> _WHAT NEEDS TO BE DONE_
Rescale the data below by writing out all of its lines again, requests included, with every coordinate in the answers multiplied by 2.2 and rounded to the nearest whole number, halves rounded up. Leave the pictures out of your answer.

··········

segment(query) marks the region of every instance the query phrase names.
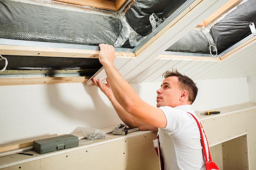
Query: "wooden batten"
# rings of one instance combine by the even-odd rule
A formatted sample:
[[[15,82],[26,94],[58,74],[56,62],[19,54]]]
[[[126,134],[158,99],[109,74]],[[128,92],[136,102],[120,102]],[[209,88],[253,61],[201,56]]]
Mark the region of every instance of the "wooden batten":
[[[210,16],[204,20],[200,24],[199,26],[205,26],[209,24],[215,19],[220,16],[221,14],[228,10],[229,8],[237,3],[240,0],[230,0],[226,4],[211,14]]]
[[[117,11],[123,7],[127,0],[59,0],[58,1]]]
[[[84,76],[54,77],[1,78],[0,86],[85,83],[88,78]]]

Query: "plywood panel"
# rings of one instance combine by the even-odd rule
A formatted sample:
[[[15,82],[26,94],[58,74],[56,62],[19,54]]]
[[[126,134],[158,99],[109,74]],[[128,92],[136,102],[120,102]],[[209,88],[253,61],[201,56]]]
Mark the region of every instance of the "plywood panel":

··········

> _TASK OUTPUT_
segment(query) marks the region of every instance the query phrase names.
Query: "wooden batten"
# rings of one instance combine by the even-odd rule
A formatted sample:
[[[15,82],[26,94],[58,74],[56,62],[19,54]]]
[[[126,134],[158,99],[109,74]],[[128,92],[136,102],[120,102]],[[209,88],[253,61],[201,56]]]
Mark the region of every instance of the "wooden batten":
[[[462,35],[449,44],[440,53],[438,57],[451,57],[460,53],[473,42],[484,35],[486,31],[502,22],[504,18],[521,7],[528,0],[506,0],[497,9],[464,31]]]
[[[257,24],[271,15],[279,0],[130,0],[128,2]]]
[[[185,167],[119,169],[2,172],[0,189],[187,183],[194,172]]]

Query: "plywood panel"
# rings of one instance combine by the even-odd rule
A formatted sample:
[[[15,82],[26,94],[58,74],[56,62],[19,54]]]
[[[126,134],[158,99],[109,74]],[[128,92],[136,102],[120,102]],[[209,88],[253,61],[201,56]]]
Mark the region of every instance of the "plywood panel":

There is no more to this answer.